- **Exercise details**
The listing must be reproduced in full, exactly as it stands.

(Saved entries)
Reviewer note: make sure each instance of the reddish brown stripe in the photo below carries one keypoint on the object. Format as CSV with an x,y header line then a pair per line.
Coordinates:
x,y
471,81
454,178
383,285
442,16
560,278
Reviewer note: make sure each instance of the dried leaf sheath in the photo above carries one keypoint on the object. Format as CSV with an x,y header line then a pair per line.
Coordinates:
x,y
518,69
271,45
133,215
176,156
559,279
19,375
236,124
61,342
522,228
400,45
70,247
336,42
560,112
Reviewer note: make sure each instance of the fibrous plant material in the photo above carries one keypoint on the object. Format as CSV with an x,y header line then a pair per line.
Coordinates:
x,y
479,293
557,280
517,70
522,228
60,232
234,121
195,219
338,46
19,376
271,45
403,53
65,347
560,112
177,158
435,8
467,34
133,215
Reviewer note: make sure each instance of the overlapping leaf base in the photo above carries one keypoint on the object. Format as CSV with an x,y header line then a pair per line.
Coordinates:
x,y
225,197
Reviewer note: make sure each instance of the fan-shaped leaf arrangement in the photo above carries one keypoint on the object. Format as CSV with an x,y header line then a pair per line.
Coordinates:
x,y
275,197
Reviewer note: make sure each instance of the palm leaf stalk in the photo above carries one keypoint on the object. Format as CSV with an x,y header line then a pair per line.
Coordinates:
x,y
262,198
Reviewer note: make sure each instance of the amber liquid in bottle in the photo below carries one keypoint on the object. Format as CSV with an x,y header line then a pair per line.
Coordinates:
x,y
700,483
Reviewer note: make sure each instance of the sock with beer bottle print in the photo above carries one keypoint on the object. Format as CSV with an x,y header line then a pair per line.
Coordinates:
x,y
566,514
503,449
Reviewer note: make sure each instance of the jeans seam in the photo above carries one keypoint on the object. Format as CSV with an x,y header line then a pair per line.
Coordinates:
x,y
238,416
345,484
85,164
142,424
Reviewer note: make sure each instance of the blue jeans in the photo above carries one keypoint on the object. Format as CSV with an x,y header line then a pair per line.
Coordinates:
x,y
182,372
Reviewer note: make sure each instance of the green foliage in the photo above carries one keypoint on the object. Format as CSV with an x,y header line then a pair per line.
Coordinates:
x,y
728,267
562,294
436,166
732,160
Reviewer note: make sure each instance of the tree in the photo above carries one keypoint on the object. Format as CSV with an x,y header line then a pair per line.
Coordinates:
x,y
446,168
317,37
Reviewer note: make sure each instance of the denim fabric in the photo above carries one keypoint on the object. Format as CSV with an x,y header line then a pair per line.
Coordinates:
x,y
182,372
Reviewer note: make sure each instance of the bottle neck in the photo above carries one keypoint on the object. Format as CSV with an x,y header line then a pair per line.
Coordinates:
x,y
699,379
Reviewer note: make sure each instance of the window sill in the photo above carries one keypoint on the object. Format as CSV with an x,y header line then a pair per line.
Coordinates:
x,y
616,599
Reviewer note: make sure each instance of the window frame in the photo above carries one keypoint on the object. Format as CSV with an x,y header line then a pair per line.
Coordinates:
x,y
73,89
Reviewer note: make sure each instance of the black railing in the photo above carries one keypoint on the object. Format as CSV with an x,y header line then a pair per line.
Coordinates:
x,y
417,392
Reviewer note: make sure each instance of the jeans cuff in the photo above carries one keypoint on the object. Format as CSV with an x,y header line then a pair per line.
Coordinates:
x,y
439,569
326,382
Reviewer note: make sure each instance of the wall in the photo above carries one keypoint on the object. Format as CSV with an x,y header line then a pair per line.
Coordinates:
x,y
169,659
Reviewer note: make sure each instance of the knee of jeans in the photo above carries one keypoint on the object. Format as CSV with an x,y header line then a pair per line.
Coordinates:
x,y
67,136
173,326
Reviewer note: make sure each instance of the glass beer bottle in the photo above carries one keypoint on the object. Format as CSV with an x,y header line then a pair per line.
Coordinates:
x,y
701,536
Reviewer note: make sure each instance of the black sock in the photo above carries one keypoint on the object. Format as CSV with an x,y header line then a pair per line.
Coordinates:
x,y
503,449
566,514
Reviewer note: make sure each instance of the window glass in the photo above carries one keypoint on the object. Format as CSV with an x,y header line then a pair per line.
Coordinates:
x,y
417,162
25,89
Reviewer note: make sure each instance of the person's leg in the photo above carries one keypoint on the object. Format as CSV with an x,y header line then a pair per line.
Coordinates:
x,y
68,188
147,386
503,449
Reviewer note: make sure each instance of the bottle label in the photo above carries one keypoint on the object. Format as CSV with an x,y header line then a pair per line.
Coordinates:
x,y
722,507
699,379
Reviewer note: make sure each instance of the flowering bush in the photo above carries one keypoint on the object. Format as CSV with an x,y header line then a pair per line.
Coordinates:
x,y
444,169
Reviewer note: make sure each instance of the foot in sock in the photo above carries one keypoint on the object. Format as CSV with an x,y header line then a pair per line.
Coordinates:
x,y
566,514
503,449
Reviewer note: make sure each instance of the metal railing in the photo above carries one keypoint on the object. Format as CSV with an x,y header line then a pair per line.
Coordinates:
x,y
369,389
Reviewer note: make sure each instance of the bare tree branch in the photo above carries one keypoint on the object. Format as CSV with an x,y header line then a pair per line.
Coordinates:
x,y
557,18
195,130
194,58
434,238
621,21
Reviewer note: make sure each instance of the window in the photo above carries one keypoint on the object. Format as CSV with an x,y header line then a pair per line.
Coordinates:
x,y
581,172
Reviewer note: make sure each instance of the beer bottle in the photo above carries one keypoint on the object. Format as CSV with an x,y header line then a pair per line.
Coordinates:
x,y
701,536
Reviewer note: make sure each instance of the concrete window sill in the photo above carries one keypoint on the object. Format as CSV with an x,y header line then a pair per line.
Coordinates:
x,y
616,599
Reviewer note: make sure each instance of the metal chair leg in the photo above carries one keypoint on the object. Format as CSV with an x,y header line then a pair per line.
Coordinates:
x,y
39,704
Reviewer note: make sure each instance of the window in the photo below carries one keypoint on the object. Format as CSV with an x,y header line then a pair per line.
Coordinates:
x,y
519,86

- **Reply to the exercise**
Reviewer note: make sure each instance of the reddish brown stripe in the photo below carries one keypoint on the object. Format as CSV with an x,y header line then a pair per line.
Coordinates:
x,y
471,81
454,178
383,285
442,16
560,278
Reviewer note: make sure each instance of the dried leaf sheath in the photo above carries one keypoint on the object. Format as CSV with an x,y header line then a pair per line.
Coordinates:
x,y
518,69
271,45
133,215
176,156
559,279
19,375
236,124
61,342
522,228
400,45
70,247
336,42
560,112
Reviewer note: make sure each instance of the fibrous plant material in the photo above carries one keypoint on the object. Format as CSV with an x,y header line then a pair per line.
Coordinates:
x,y
479,293
557,280
517,70
522,228
60,232
234,121
195,219
338,46
19,376
271,45
403,53
65,347
560,112
177,158
435,8
467,34
133,215
Reviewer note: make sure each instance of the overlapping leaf base in the photo above carries one keypoint on the object. Format as CSV with an x,y header line then a pair per line.
Coordinates:
x,y
225,197
Reviewer note: make sure each instance of the fan-shaped leaf arrangement in the photo above carries one keypoint on the object. Format as CSV with an x,y header line then a pair per line.
Coordinates:
x,y
275,197
Reviewer note: make sure each instance of the palm leaf stalk in the photo above carries one keypoint on the object. Format as CSV with an x,y header line then a pair per line.
Coordinates:
x,y
262,198
Reviewer note: make sure each instance of the amber liquid in bottle in the photo below carries one keypoint on the object. Format as CSV with an x,y header line then a pair per line.
Coordinates:
x,y
700,483
Reviewer note: make sure each instance of the sock with beer bottle print in the photo above carries one keypoint on the object. Format as CSV with an x,y header line then a pair per line.
Coordinates:
x,y
566,514
503,449
Reviewer note: make sure each instance of the jeans seam in the photo above carries one keypoint on the object. Format as CSV with an x,y header line then a pair per line.
Coordinates:
x,y
238,416
345,484
85,164
142,424
Reviewer note: make sure each instance of the blue jeans in the photo above carries one keypoint on the object. Format as CSV with an x,y header line then a pair per line.
Coordinates:
x,y
182,372
Reviewer note: make sure each instance of the green foliage in the photo above carries one keypoint on the object. Format as CSV with an x,y header line then a pair per line.
Coordinates:
x,y
728,267
562,294
436,166
732,160
Reviewer note: make sure each instance of the tree in the photo above carries one keypoint on the object. Format as CSV with an x,y header line then a pair per line.
Coordinates:
x,y
446,168
317,37
Reviewer note: make sure each instance of the denim fabric in the photo above carries one keypoint on the object. Format as CSV with an x,y header line then a pair per line.
Coordinates:
x,y
182,372
Reviewer note: make sure each instance of the bottle neck in the photo above carries one keypoint on the object. Format as CSV with an x,y header line then a pair per line.
Coordinates:
x,y
699,379
Reviewer note: make sure each instance of the window sill in the photo above carries one keypoint on the object. Format as CSV with an x,y header line then a pair per line.
Coordinates:
x,y
616,599
Reviewer note: make sure each instance of the window frame in the photo above carries one keypoint on the object. Format as CSV with an x,y header line then a pair per line.
Coordinates:
x,y
73,89
Reviewer note: make sure each instance of the black railing in the photo above carries one keypoint on the object. Format as CSV with an x,y header line then a pair per line.
Coordinates:
x,y
417,392
Reviewer note: make sure each instance of the jeans cuff in the photo above carries one keypoint on the object. Format as CSV with an x,y header line then a pair per line.
Coordinates:
x,y
439,569
326,382
Reviewer note: make sure each instance of the wall in the photo above carries one keypoint on the object. Format as CSV with an x,y header line then a pair per line.
Coordinates:
x,y
169,659
Reviewer note: make sure each instance of the knee of jeans in the photo above carries one keypoint on the object. Format as CSV with an x,y header line then a pair per line.
Coordinates:
x,y
67,136
173,326
Reviewer note: make sure each instance of the glass beer bottle in the photo above carries one keypoint on the object. Format as CSV with an x,y header line then a pair per line.
Coordinates:
x,y
701,536
Reviewer note: make sure each instance of the black sock in the photo above carries one keypoint on the object. Format as CSV with an x,y header line then a pair per line.
Coordinates:
x,y
503,449
566,514
Reviewer note: make sure each instance of the window glass in the photo above carries one keypoint on the object. Format as CSV with an x,y header line then a pair per line.
Coordinates:
x,y
417,162
25,89
Reviewer note: make sure each instance of the person's leg in the photo above carries one keypoint on the object. Format as CSV with an x,y header line then a pair per line.
Coordinates:
x,y
68,188
147,386
503,449
Reviewer note: make sure each instance of the bottle label in the photo above carries one keypoint on the object. Format as CSV with an x,y header line then a pair per line.
Coordinates:
x,y
722,507
699,379
Reviewer note: make sure each instance of the flowering bush in the photo above carries one keypoint on the object. Format as CSV with an x,y header line then a pair per line.
Coordinates:
x,y
444,169
Reviewer note: make sure each instance of the foot in sock in the photo above carries one keypoint on the object. Format as CSV with an x,y header line then a pair per line.
Coordinates:
x,y
566,514
503,449
Reviewer note: make sure each instance of the metal railing in the photo above carries one keypoint on the object. Format as CSV with an x,y header line then a pair per line.
Coordinates:
x,y
369,389
Reviewer note: make sure each instance of the bare tree branch in the photo above carries one keypoint on the object. Format as CSV with an x,y header line then a pair per line.
Coordinates:
x,y
557,18
195,130
194,58
434,238
621,21
Reviewer note: make sure each instance of the window in the photo above carries one keypoint on the object. Format as CSV with an x,y header line then a pair per line.
Coordinates:
x,y
581,172
Reviewer note: make sure each instance of the beer bottle in the photo above carries one keypoint on the object. Format as CSV with an x,y header line then a pair per line.
Coordinates:
x,y
701,536
Reviewer note: make sure each instance of the concrete window sill in the photo above carries one keypoint on the object. Format as CSV with an x,y header line then a pair per line.
Coordinates:
x,y
616,599
Reviewer note: make sure each instance of the metal chair leg in the photo above carries one keypoint on the object. Format as CSV with an x,y header line then a pair per line.
Coordinates:
x,y
39,704
Reviewer note: make sure each instance of the window in the photo below carries one keypoint on the object. Format as CSV with an x,y header line then a pair per line.
Coordinates:
x,y
519,86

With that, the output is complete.